• _Page text_:
Property prices are now 14.6% lower than this time last year, according to Nationwide, after another 1.4% fall in October. Although this was slightly smaller than recent months, it’s still the 12th consecutive monthly drop – since October last year, the average house price has now dropped nearly £30,000 to £158,872. Not surprisingly, this is due to dwindling sales, which Nationwide reckons are at their lowest level for nearly 35 years. But at least these gloomy figures make more interest rate cuts look increasingly inevitable...
There certainly wasn’t much cheer on display from the Nationwide today – it did point out that the average house price is still nearly 25% up on five years ago, but with house sales still tanking, there’s no end in sight for the current falls. Chief economist Fionnuala Earley says that the number of completed sales as a proportion of all mortgages has dropped to its lowest level since records began in 1974. Thanks to consumer jitters and restricted mortgage lending, it’s now taking people almost twice as long to sell a house as it did this time last year.
Earley points out that back in the 1990s (the last time volumes were anything like this bad). the general economic situation was a lot worse. And there’s clearly no shortage of properties to depress the market – quite the reverse, if anything. Since asking prices are declining at a slower rate than other measures, she reckons that many sellers have just not yet bowed to the inevitable and reduced their demands. This will change as the economy worsens, but in general terms, the ‘looming recession and continued financial market instability’ will slow down any market recovery, she says. The only plus point is that it should mean interest rates are ‘cut sharply’ (making mortgages cheaper).

• _Task instructions_:
(a) In the house price report, repeat word for word the passage that begins at the words "Property prices are" and stops after the words "look increasingly inevitable...".
(b) Condense the paragraph of the house price report that opens with "There certainly wasn't much cheer" into a shorter version that keeps its main facts.

• _Record extracts_:
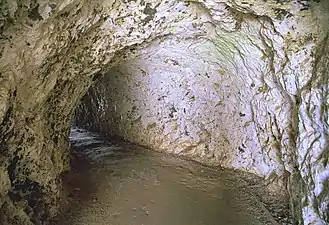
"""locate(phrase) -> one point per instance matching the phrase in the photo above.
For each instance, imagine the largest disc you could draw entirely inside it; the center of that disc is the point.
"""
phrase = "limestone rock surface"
(240, 84)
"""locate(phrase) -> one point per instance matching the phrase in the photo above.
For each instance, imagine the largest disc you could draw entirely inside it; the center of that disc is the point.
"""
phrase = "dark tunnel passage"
(230, 96)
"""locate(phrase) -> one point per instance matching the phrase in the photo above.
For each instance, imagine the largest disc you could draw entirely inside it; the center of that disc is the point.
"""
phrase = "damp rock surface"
(260, 70)
(119, 183)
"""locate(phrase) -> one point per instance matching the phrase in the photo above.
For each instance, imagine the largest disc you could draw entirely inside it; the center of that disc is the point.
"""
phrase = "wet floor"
(123, 184)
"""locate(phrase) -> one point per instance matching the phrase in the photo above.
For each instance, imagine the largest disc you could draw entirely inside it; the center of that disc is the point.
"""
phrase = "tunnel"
(241, 85)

• _Responses to the tasks_:
(a)
Property prices are now 14.6% lower than this time last year, according to Nationwide, after another 1.4% fall in October. Although this was slightly smaller than recent months, it’s still the 12th consecutive monthly drop – since October last year, the average house price has now dropped nearly £30,000 to £158,872. Not surprisingly, this is due to dwindling sales, which Nationwide reckons are at their lowest level for nearly 35 years. But at least these gloomy figures make more interest rate cuts look increasingly inevitable...

(b) Nationwide offered little cheer. The average house price is still nearly 25% higher than five years ago, but sales keep falling and there is no end in sight for the price drops. Chief economist Fionnuala Earley says completed sales as a share of all mortgages are at their lowest since records began in 1974. Because of consumer jitters and restricted mortgage lending, selling a house now takes almost twice as long as it did a year ago.